Recorded data
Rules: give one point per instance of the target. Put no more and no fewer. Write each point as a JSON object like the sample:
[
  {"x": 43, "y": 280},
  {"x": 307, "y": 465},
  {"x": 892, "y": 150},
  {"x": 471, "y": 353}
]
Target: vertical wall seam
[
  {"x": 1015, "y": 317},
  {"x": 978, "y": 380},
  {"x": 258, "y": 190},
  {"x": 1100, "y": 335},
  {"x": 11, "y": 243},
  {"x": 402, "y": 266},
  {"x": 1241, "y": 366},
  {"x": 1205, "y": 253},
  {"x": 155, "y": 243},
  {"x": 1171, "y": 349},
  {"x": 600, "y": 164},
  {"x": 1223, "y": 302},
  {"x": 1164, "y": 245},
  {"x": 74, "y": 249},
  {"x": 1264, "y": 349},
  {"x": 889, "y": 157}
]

→ **EXERCISE REQUIREMENTS**
Retype all the records, matching them exactly.

→ **FINISHED TASK**
Rules: give one point per instance of the target. Put no more and no fewer. Write each point as a JSON object like the sample:
[
  {"x": 43, "y": 280},
  {"x": 307, "y": 465},
  {"x": 892, "y": 150},
  {"x": 471, "y": 353}
]
Target: vertical wall seam
[
  {"x": 1015, "y": 317},
  {"x": 978, "y": 380},
  {"x": 258, "y": 190},
  {"x": 1100, "y": 335},
  {"x": 11, "y": 243},
  {"x": 402, "y": 266},
  {"x": 1241, "y": 366},
  {"x": 1205, "y": 253},
  {"x": 155, "y": 243},
  {"x": 1171, "y": 349},
  {"x": 600, "y": 164},
  {"x": 1223, "y": 302},
  {"x": 1164, "y": 245},
  {"x": 74, "y": 249},
  {"x": 1264, "y": 349},
  {"x": 889, "y": 157}
]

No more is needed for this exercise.